- _Given request_
What is needed is the run of lines from the one with "Provide the location of each instance of the riverbed" through the close of the data, set down exactly.

- _Records supplied_
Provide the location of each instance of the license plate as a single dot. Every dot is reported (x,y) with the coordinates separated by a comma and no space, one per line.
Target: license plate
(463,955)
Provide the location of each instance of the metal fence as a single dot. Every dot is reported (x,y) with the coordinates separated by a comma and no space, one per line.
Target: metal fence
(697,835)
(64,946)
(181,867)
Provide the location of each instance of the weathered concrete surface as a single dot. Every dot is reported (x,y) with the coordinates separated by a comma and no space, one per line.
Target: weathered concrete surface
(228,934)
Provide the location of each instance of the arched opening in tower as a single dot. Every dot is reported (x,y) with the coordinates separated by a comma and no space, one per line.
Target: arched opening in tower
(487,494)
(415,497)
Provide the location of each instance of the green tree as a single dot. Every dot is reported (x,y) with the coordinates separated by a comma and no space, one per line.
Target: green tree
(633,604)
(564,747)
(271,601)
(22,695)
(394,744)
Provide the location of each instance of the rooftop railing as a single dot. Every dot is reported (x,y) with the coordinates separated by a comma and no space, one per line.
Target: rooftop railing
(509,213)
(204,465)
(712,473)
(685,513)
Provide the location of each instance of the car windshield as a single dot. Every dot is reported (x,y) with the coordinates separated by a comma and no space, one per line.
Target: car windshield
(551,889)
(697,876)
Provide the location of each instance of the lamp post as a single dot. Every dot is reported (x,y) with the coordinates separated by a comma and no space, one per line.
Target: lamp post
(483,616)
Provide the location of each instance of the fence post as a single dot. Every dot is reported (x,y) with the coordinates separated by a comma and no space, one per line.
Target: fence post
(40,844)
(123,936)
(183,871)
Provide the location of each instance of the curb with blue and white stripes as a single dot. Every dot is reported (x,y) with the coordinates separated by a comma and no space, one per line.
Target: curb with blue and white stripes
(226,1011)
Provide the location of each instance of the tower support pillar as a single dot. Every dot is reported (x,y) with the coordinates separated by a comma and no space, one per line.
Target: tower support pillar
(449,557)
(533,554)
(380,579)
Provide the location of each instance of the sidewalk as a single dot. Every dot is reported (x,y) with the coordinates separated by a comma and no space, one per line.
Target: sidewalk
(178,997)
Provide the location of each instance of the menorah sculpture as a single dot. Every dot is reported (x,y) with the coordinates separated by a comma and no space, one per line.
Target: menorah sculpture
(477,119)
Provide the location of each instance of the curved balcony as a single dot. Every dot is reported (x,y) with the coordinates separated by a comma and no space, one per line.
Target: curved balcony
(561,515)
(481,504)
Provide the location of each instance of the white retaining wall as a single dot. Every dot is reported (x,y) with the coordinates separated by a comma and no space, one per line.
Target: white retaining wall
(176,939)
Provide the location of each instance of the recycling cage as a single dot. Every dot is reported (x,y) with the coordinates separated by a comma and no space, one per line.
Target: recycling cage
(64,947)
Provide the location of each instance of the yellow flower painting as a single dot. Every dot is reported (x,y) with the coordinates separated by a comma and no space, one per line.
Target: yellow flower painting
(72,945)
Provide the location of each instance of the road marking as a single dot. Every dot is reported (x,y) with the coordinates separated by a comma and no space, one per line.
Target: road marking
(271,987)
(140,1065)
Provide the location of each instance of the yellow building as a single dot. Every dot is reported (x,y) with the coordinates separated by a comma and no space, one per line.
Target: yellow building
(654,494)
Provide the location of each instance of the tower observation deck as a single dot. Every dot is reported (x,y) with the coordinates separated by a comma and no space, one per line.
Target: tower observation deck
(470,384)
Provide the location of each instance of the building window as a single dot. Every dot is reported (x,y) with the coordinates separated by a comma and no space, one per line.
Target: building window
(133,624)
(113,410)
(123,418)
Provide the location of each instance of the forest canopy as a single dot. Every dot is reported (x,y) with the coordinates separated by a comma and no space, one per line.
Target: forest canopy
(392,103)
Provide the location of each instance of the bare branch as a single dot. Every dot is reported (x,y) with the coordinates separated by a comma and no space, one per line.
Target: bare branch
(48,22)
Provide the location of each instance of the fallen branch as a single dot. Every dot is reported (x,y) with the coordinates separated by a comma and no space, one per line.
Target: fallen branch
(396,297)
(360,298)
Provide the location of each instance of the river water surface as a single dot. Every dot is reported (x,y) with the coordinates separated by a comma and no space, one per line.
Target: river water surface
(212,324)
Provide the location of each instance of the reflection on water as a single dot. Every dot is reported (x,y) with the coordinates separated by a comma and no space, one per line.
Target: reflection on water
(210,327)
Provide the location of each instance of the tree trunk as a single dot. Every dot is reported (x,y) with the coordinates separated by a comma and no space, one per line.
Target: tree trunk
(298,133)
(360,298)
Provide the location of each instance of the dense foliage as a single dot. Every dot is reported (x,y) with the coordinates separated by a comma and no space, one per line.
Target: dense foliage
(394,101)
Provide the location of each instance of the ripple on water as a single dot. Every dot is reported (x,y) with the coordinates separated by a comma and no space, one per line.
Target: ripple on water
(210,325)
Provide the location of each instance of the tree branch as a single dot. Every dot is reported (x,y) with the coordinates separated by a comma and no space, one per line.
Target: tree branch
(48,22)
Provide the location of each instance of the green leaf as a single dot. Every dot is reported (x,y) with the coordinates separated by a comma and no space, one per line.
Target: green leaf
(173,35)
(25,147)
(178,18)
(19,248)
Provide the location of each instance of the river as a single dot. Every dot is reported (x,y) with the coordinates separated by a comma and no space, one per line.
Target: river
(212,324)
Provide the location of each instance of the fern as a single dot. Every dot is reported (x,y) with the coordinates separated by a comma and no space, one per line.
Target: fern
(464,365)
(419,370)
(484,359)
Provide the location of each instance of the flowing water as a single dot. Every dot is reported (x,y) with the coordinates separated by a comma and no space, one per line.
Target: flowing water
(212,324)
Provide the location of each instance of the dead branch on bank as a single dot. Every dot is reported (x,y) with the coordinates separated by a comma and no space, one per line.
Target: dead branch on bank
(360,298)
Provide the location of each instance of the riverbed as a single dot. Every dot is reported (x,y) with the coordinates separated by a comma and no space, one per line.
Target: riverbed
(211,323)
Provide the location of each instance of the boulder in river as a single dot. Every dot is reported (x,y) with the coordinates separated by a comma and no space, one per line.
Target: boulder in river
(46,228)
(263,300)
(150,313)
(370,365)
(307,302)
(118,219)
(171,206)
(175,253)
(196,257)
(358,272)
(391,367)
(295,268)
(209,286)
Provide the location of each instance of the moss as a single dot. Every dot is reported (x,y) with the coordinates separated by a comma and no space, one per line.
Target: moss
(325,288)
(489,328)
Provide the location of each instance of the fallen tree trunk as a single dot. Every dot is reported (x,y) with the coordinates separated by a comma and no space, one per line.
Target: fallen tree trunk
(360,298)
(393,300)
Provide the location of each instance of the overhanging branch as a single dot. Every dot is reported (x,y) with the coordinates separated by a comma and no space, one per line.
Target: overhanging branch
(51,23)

- _Result for this exercise_
Provide the location of each instance of the riverbed as a single dot. Every dot is reported (x,y) with the coordinates separated by a comma and no space, one per line.
Target: riverbed
(211,323)
Provide the location of each instance of the boulder in river as a single dot. Every dot is reported (x,y) with the coordinates separated by a comma and no space, one per line.
Target: boulder in river
(46,228)
(263,300)
(150,313)
(370,365)
(307,302)
(118,219)
(171,206)
(175,253)
(196,257)
(358,272)
(391,367)
(295,268)
(209,286)
Provide the location of each instance of the moss as a single dot. Every dot is reported (x,y) with the coordinates separated by a comma and no space, one per line.
Target: moss
(325,288)
(489,328)
Provide the location of each instance of the fallen tree trunk as a single dot. Every dot is reported (x,y) with the coordinates separated by a comma and no space, one per line.
Target: fallen tree trunk
(360,298)
(393,300)
Provide the location of each instance of the overhanging branch as a single dot. Every dot is reported (x,y) with the coordinates separated by a comma and no space, one per line.
Target: overhanging branch
(51,23)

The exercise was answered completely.